** Given request **
In the listing below, locate the line containing "find the tall grass"; reproduce that line and all lines that follow it, unchanged.

>> begin Material shown

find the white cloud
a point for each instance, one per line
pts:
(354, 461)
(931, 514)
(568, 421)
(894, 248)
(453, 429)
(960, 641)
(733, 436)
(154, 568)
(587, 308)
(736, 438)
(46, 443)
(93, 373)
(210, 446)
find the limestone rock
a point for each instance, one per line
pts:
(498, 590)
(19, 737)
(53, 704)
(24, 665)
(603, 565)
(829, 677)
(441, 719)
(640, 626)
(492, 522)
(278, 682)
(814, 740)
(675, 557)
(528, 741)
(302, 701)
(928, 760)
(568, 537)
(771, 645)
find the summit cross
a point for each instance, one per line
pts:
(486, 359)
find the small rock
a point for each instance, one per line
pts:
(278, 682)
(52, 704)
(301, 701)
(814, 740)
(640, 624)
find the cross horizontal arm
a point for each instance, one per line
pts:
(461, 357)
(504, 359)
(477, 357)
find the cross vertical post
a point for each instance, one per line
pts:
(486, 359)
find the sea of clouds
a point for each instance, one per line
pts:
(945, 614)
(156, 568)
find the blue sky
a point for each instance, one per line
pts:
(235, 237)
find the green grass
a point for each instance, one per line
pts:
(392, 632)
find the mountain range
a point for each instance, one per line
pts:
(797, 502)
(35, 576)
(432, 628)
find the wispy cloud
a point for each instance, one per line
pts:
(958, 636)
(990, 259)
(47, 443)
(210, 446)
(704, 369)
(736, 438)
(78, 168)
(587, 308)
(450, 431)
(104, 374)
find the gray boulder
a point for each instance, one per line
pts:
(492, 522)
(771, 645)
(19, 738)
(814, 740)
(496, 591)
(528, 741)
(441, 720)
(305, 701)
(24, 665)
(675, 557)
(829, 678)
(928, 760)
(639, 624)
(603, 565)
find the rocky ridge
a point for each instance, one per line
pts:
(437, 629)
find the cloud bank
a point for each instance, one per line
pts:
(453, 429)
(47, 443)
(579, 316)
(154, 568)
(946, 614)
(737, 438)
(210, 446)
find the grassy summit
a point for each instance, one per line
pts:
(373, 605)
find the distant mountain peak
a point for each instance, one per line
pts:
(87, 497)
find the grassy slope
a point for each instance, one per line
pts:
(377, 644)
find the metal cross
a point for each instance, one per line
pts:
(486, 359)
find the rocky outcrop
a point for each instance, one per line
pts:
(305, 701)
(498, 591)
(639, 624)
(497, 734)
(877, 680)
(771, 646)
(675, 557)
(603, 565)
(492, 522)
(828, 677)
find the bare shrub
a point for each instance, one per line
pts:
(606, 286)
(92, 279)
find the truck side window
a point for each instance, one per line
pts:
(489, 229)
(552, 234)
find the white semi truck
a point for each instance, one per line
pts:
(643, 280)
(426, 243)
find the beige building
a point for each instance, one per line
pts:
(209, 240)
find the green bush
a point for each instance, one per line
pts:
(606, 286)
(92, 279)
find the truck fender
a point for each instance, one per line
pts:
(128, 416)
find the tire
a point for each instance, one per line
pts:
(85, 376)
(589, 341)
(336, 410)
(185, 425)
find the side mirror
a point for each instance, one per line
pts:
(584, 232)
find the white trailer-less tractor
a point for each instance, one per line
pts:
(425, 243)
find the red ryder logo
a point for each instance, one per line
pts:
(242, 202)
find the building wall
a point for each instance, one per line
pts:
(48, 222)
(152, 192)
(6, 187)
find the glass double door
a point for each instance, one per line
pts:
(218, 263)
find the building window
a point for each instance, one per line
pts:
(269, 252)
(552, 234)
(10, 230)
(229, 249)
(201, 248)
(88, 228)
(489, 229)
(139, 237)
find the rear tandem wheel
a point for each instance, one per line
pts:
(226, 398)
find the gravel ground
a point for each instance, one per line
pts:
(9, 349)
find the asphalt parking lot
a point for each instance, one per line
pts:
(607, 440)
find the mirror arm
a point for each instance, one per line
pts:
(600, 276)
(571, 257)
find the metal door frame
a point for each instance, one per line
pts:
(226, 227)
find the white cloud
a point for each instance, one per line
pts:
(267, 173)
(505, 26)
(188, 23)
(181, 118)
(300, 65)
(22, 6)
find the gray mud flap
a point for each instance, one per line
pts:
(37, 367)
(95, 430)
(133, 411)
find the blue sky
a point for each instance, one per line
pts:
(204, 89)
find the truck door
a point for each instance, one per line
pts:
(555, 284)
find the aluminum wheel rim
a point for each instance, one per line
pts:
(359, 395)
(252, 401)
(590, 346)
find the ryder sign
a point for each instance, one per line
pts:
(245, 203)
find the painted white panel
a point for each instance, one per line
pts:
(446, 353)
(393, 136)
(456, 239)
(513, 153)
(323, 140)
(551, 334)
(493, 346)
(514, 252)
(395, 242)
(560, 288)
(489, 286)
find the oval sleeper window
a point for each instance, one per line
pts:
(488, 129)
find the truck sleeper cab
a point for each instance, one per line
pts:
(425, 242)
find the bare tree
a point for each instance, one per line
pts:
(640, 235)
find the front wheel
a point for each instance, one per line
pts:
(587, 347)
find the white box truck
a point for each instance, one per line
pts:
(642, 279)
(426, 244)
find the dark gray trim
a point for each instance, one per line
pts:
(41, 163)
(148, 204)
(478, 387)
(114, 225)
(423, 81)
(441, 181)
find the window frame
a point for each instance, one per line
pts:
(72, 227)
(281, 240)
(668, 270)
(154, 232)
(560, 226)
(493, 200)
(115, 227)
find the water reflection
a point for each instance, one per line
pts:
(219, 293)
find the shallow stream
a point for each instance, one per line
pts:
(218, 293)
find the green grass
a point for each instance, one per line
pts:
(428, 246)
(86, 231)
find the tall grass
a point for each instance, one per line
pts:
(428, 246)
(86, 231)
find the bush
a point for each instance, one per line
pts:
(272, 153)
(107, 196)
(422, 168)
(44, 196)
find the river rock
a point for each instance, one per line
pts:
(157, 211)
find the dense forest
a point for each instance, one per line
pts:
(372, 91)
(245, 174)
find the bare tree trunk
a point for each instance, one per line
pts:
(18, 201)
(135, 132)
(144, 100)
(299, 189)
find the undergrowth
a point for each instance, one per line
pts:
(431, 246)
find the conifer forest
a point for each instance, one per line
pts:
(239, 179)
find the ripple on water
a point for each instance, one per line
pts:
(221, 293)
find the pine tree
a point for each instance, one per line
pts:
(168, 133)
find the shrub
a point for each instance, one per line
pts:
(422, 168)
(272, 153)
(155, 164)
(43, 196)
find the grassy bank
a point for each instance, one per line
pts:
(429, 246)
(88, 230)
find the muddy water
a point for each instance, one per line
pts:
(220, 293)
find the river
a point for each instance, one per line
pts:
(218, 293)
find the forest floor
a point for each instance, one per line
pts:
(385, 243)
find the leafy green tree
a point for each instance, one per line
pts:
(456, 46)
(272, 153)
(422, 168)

>> end Material shown

** Exercise result **
find the tall grass
a point for each instance, one per line
pts:
(428, 246)
(86, 231)
find the bush
a point for each instance, one per line
pts:
(272, 153)
(107, 196)
(422, 168)
(44, 196)
find the river rock
a point for each instance, one per line
pts:
(157, 211)
find the dense forest
a point for each instance, one per line
pts:
(372, 91)
(245, 174)
find the bare tree trunk
a point for each instance, one per line
pts:
(18, 201)
(135, 132)
(144, 100)
(299, 189)
find the undergrowth
a point for each instance, one per line
pts:
(431, 246)
find the conifer forest
a point for each instance, one per line
pts:
(239, 179)
find the ripple on water
a point for each instance, one per line
pts:
(221, 293)
find the pine tree
a point for each instance, one per line
pts:
(168, 133)
find the shrub
a point for each instance, one per line
pts:
(422, 168)
(272, 153)
(155, 164)
(43, 196)
find the grassy bank
a point for each instance, one per line
pts:
(429, 246)
(88, 230)
find the muddy water
a point for each instance, one per line
pts:
(220, 293)
find the river
a point for each instance, one per line
pts:
(218, 293)
find the forest floor
a point for each instance, one per line
pts:
(385, 243)
find the leafy green tree
a point for each instance, one per line
pts:
(456, 46)
(272, 153)
(422, 168)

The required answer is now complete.